WORK TASK >>
Begin with the line that has "For practice, label the light". Give it and every line after it again, exactly, through the end of the entries below.

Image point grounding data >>
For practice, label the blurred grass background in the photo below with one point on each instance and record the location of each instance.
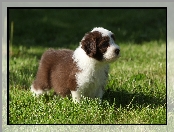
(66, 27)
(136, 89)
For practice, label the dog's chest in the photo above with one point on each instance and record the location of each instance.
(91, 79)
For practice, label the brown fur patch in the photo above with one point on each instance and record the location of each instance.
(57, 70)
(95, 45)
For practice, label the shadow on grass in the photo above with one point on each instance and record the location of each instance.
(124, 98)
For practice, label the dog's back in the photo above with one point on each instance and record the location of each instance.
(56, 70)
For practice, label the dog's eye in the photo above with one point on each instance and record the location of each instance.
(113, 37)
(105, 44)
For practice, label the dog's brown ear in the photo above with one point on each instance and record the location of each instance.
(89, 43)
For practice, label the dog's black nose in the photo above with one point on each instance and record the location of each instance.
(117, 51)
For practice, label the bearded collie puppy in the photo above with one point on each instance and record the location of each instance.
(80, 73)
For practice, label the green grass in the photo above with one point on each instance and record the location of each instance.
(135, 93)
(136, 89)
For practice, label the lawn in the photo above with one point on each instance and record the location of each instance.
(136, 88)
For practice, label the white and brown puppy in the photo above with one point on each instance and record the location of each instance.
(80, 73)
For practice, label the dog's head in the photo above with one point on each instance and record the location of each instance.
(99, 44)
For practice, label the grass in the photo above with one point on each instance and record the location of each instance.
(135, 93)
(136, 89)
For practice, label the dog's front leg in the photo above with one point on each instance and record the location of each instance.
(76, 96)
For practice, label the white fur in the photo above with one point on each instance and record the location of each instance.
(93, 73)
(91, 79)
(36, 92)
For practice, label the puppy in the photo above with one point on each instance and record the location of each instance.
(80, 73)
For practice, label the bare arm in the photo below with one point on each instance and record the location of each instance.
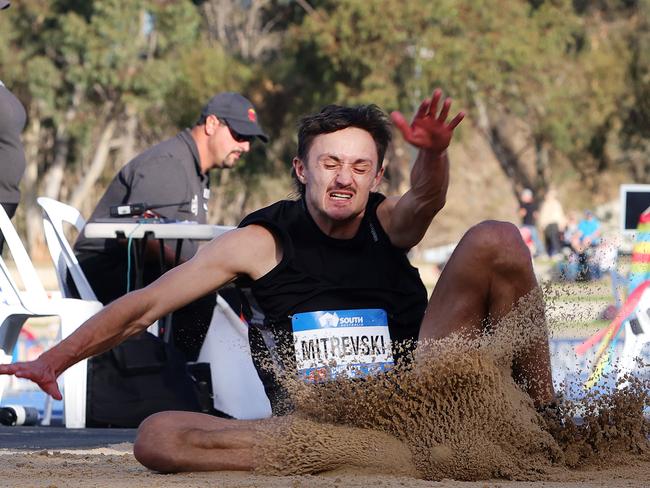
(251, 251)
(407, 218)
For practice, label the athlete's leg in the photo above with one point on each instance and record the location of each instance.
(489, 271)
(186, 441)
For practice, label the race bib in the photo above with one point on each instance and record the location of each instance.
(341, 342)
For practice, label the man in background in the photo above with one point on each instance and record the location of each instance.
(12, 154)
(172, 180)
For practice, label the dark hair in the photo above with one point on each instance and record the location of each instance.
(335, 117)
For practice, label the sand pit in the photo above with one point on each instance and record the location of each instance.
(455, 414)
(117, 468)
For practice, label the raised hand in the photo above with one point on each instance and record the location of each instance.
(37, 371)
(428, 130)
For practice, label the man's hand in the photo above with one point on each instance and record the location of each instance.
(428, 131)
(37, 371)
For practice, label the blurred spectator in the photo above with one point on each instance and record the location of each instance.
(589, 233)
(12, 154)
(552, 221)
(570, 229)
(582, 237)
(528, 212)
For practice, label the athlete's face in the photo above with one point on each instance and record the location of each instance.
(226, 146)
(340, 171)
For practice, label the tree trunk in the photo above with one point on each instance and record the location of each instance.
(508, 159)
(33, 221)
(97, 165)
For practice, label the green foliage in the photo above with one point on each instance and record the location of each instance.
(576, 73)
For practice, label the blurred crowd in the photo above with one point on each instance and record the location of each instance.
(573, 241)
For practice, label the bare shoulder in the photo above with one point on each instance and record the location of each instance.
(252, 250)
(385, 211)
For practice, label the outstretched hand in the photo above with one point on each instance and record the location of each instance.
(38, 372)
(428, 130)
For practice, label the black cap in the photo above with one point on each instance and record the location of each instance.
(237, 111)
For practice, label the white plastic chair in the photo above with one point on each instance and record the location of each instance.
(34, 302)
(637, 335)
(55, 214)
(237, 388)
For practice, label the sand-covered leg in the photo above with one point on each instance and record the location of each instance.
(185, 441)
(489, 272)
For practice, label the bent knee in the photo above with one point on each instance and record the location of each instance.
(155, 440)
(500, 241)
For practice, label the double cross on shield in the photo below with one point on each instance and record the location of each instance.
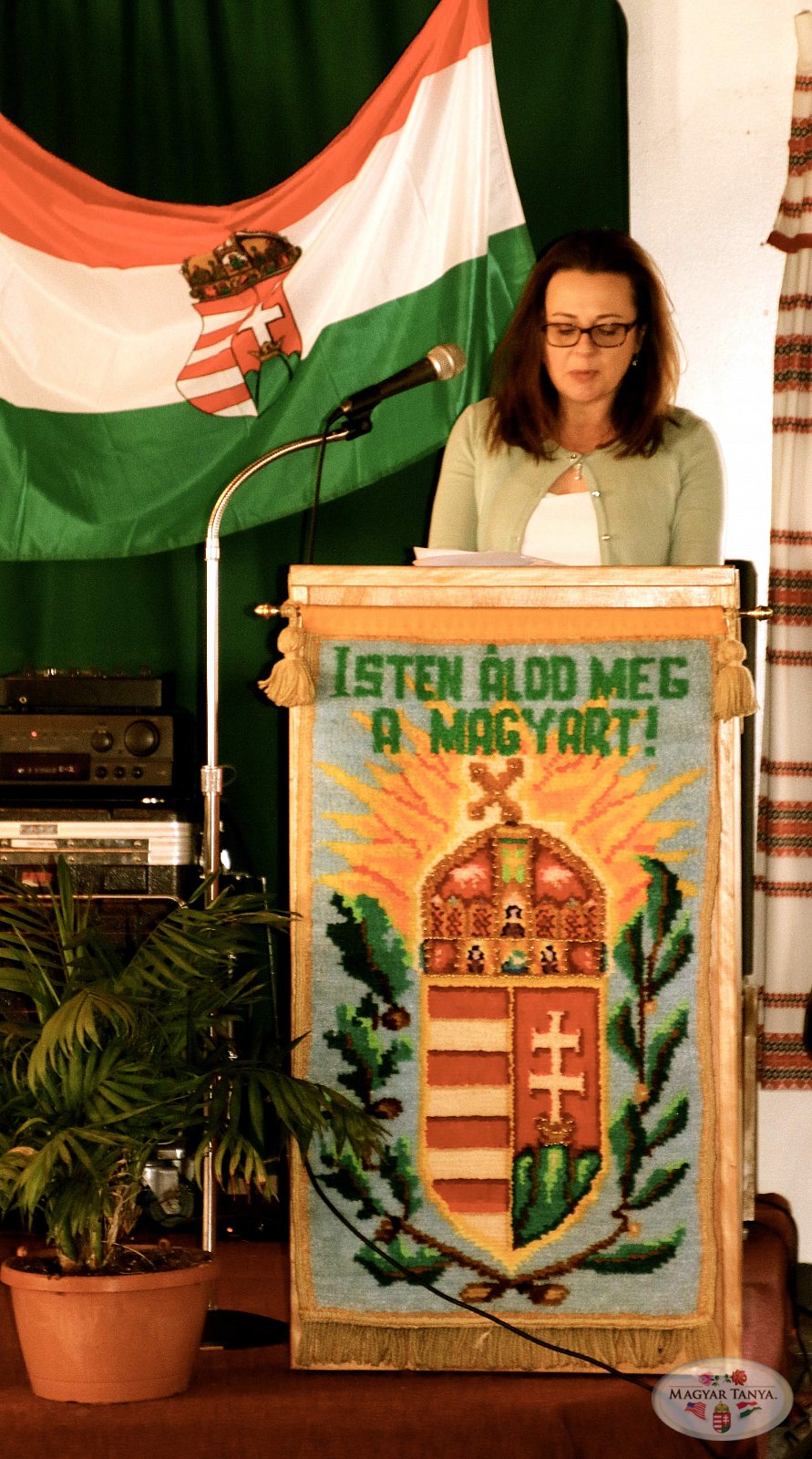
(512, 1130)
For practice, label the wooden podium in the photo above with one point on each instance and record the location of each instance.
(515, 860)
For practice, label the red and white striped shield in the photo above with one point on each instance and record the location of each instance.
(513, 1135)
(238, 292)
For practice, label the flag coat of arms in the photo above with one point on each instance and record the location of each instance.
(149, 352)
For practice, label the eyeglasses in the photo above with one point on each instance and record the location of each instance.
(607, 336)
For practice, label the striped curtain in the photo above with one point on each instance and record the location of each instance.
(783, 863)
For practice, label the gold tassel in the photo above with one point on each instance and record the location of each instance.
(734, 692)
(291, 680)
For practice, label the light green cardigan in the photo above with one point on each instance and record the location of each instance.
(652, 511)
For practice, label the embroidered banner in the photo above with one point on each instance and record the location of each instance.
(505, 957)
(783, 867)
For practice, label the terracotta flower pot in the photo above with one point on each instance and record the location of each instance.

RESULT FOR THIS EXERCISE >>
For practice, label the light green cardigan in the photo above with one point on each instance and record the location of each instance.
(652, 511)
For practice, label the embroidered banner in the photo above with one point on each instance and record the location of each instance.
(505, 957)
(783, 867)
For practice, label the terracotta flower pot in the photo above with one point on each instance and record the location of each instance.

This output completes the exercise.